Yesterday a friend had posted that it was the anniversary of one of the worst days of their life. It was the anniversary of their son's diagnosis with diabetes. Yesterday I also watched as candles were lit all over the diabetes online community. More children were dying because of this disease.
My mind thought back to the day of my own son's diagnosis. Was it the worst day of my life? Was it one of the worst days of my life? My answer was no. That surprised me. How could something so devastating, a time period that was so terrifying not be ranked as one of the worst days of your life?
Simple...my son is alive. The day my son was diagnosed is firmly etched in my mind. I can relive almost the entire day in exquisite detail. I never forget March 17, 2000 and each March I silently countdown until that fateful day but it still is a day that I remain grateful for.
That day, so many years ago, my son was a lifeless bundle. His body was cold. His breathing was laboured. With each intake of breath, I prayed he would live to take one more. All I wanted was my son to live. He was only two. He had so much more living to do. I wanted him to grow to have his own children. I wanted him to bury me not the other way around.
My prayers were answered. My son was alive. He is now a charming teenager. He is tall, smart and handsome. He also has diabetes. That brings its challenges but we are both here to meet them.
March 17, 2000 was not the worst day in my life. Had I had to live through the pain that the families of Emily Mak and others are facing, in having to bury their children then it definitely would have been the worst day of my life. That day remains etched in my mind. Our world changed forever. Nothing has ever been the same. My son is still with us though and together we work to keep him healthy and safe. In the grand scheme of things, its a day to celebrate because its the day Diabetes did NOT win and my baby is here as proof. I pray we all have a lot more of those days.

※

Your task
Can you transcribe the stretch of the diagnosis-anniversary post from "Yesterday a friend" through "of your life?" exactly?

Material supplied

※

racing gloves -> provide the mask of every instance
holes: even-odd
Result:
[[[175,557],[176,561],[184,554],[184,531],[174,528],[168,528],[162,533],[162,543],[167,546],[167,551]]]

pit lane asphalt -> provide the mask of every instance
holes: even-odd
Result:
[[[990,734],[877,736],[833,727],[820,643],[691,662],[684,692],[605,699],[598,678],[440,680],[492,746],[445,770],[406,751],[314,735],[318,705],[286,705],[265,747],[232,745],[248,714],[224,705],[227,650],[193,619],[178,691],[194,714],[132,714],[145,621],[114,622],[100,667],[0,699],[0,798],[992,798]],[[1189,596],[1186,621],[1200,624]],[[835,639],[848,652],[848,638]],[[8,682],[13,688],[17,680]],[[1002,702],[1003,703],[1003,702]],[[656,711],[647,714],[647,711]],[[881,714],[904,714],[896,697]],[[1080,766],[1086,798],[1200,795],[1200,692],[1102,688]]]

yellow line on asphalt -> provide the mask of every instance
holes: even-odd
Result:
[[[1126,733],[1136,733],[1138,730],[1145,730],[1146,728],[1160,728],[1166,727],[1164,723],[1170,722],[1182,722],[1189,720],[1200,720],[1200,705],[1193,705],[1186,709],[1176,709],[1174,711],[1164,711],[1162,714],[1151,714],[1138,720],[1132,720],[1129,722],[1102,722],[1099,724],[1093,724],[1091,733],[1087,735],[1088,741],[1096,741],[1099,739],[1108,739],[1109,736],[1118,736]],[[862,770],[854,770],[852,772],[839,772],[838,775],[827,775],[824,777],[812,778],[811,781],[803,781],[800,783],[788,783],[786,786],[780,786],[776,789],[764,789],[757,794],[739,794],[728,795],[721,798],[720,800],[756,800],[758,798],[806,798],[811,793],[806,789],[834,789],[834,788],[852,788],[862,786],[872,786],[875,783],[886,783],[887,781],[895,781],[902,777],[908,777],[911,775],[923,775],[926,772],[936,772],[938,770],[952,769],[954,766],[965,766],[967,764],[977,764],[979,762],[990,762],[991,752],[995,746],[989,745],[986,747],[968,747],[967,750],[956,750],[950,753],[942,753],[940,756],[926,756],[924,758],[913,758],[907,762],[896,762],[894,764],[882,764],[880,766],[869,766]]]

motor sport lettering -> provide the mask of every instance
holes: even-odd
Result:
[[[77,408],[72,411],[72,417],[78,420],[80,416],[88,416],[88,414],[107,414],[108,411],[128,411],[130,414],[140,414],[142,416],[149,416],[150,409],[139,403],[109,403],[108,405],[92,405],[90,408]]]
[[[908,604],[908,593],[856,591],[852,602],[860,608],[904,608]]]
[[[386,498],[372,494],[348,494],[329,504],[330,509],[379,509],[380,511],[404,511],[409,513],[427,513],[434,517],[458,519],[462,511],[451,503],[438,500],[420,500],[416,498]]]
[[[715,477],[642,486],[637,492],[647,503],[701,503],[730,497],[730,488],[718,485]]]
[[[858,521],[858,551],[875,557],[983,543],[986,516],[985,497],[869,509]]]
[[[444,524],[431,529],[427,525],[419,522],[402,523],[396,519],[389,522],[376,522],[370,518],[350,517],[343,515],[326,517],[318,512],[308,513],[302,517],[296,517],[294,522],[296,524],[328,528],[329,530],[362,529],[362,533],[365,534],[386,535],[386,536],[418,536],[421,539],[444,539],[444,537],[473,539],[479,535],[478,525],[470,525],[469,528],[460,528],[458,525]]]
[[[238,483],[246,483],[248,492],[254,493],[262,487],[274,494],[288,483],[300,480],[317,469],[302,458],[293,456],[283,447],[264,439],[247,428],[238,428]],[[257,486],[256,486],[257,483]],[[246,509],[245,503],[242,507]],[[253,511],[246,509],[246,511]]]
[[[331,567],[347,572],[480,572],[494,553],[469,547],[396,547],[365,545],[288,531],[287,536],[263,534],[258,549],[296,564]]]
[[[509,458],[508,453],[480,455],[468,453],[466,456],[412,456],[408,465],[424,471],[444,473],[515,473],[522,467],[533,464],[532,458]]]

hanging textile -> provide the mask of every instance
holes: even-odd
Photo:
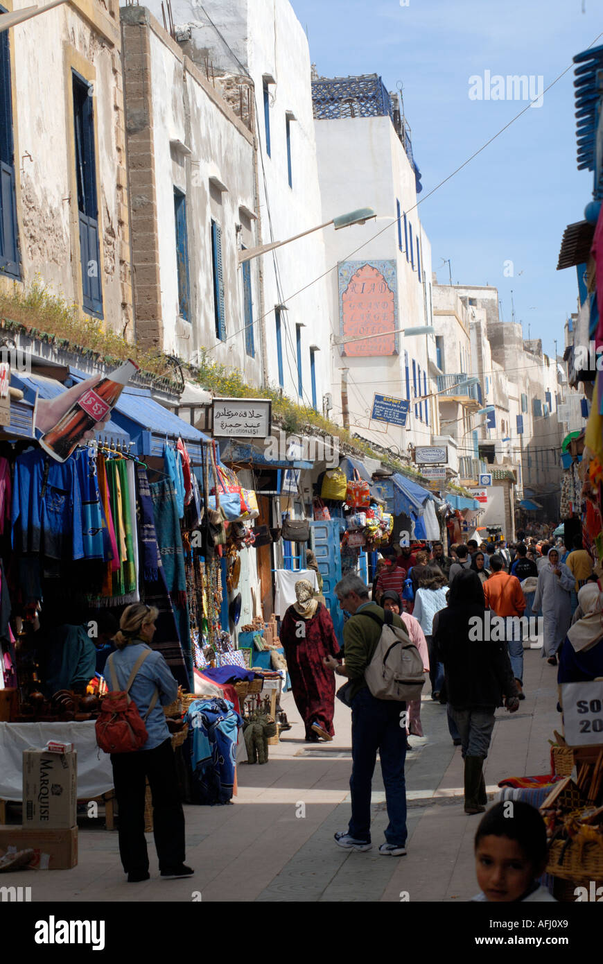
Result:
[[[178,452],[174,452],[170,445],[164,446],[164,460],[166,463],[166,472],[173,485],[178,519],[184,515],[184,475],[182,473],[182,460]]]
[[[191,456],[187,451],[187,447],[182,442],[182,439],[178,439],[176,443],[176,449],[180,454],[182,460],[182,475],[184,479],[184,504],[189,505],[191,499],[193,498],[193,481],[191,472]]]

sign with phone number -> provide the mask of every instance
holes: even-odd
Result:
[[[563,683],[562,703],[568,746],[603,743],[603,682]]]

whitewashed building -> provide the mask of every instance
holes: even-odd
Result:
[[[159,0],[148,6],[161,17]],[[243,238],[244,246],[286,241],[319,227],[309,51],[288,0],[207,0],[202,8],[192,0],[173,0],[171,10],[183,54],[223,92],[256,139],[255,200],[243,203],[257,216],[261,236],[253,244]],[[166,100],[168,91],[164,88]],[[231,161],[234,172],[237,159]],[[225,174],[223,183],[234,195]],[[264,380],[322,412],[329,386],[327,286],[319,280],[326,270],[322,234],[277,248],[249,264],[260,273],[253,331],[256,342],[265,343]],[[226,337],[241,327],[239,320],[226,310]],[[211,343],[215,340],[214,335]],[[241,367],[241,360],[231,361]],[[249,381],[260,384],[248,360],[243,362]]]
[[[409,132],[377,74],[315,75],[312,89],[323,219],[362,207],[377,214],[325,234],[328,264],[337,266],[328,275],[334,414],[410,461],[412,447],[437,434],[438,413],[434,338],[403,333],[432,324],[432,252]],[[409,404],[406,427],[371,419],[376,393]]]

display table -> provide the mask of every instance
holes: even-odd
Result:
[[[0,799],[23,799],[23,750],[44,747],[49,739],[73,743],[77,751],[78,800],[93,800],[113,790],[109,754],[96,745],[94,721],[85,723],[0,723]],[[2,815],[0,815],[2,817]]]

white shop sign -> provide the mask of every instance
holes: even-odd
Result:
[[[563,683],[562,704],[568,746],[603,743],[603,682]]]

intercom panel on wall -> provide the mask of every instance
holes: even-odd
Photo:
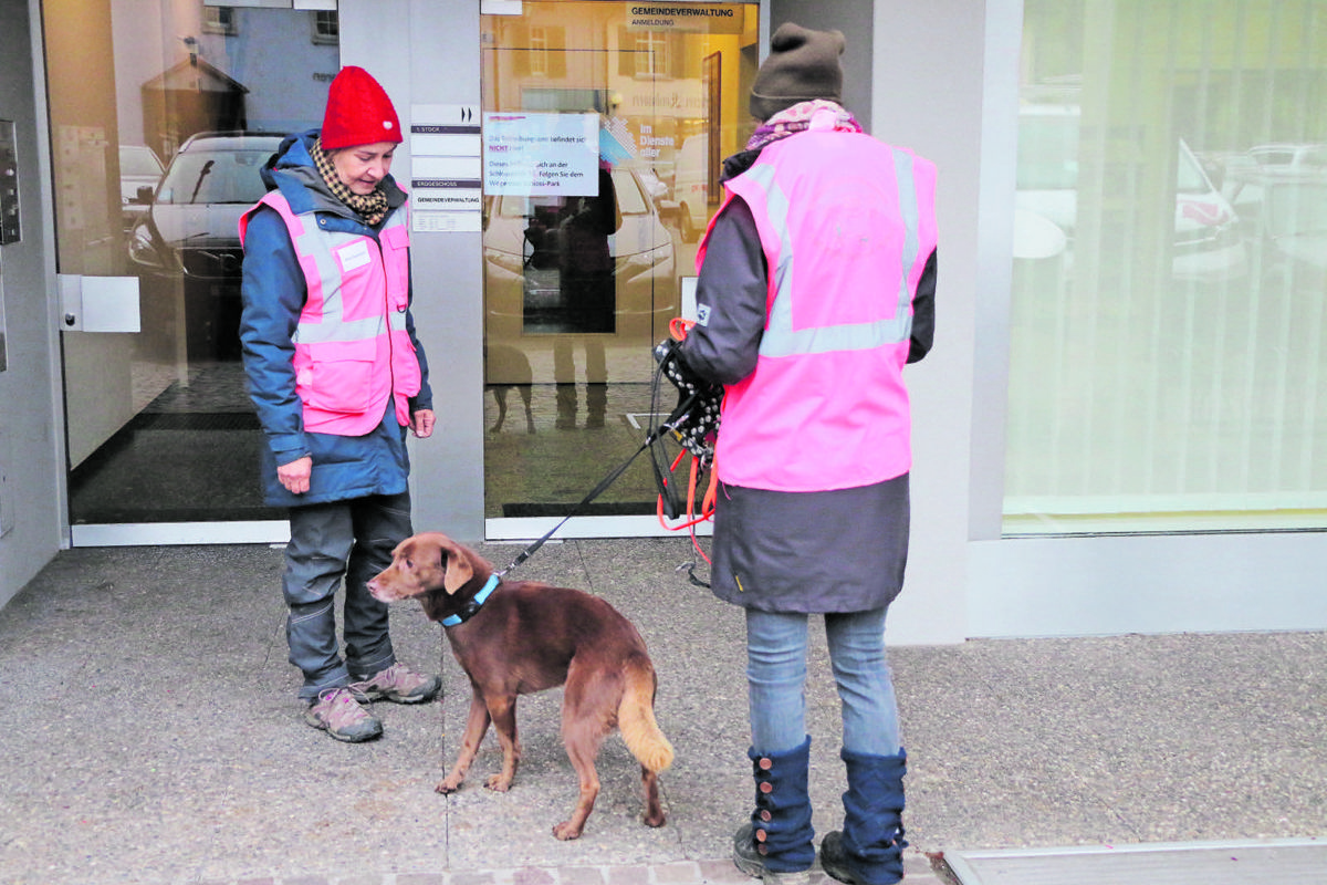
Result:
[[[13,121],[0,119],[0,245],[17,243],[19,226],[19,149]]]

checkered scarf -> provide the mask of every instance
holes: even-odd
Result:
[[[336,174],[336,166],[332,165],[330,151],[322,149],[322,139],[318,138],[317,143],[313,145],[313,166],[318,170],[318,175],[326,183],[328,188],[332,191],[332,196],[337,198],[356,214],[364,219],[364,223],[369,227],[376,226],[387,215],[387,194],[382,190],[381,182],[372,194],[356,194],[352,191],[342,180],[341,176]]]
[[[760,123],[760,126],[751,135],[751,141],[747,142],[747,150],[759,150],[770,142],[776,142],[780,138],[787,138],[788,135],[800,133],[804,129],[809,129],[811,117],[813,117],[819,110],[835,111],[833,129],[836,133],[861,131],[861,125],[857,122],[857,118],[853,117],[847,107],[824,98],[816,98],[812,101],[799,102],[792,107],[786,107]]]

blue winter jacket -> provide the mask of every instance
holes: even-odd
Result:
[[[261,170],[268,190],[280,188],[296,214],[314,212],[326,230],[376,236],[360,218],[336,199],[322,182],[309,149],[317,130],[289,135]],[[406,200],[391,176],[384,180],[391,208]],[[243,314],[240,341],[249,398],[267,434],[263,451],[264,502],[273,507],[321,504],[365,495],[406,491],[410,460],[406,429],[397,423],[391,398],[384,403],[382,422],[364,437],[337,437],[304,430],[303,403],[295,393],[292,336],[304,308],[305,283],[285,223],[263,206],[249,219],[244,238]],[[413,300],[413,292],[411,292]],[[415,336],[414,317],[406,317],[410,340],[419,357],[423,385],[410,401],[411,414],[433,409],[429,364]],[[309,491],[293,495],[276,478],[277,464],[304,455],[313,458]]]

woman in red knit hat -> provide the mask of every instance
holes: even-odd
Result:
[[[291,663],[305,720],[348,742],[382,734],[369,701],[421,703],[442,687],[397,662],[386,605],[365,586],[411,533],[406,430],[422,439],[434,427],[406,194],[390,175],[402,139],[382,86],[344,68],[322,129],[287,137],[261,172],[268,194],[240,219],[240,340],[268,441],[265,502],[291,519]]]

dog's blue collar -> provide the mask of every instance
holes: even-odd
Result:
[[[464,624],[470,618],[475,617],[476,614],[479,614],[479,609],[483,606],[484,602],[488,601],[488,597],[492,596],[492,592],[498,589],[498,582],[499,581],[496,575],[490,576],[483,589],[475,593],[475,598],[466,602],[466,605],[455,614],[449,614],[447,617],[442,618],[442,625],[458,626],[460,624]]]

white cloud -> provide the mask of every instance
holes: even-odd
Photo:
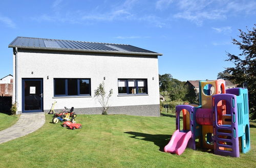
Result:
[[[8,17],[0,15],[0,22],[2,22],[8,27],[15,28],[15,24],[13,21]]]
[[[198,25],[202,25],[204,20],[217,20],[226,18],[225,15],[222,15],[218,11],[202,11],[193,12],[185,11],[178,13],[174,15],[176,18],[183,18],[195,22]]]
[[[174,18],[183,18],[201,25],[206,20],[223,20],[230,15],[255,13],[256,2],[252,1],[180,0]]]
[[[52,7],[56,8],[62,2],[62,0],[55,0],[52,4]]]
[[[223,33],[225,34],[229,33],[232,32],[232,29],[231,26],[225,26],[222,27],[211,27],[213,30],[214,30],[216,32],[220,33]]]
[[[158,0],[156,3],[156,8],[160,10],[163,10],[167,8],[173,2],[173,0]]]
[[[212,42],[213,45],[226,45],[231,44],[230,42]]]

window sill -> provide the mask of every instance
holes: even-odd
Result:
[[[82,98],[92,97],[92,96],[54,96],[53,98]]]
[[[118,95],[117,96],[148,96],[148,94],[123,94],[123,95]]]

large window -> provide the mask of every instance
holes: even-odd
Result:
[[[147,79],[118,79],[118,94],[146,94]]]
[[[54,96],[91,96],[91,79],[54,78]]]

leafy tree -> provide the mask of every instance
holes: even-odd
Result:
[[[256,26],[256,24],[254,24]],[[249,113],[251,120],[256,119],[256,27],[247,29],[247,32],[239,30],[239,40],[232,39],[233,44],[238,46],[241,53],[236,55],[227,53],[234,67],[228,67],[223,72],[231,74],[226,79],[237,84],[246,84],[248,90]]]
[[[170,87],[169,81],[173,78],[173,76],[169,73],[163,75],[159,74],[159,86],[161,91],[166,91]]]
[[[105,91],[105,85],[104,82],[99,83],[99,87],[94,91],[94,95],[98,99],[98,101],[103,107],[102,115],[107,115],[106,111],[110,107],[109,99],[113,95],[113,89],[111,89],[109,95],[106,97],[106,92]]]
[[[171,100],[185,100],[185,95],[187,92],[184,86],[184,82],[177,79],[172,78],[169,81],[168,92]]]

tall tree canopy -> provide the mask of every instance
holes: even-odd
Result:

※

Answer section
Yesterday a friend had posted that it was the anniversary of one of the worst days of their life. It was the anniversary of their son's diagnosis with diabetes. Yesterday I also watched as candles were lit all over the diabetes online community. More children were dying because of this disease.
My mind thought back to the day of my own son's diagnosis. Was it the worst day of my life? Was it one of the worst days of my life? My answer was no. That surprised me. How could something so devastating, a time period that was so terrifying not be ranked as one of the worst days of your life?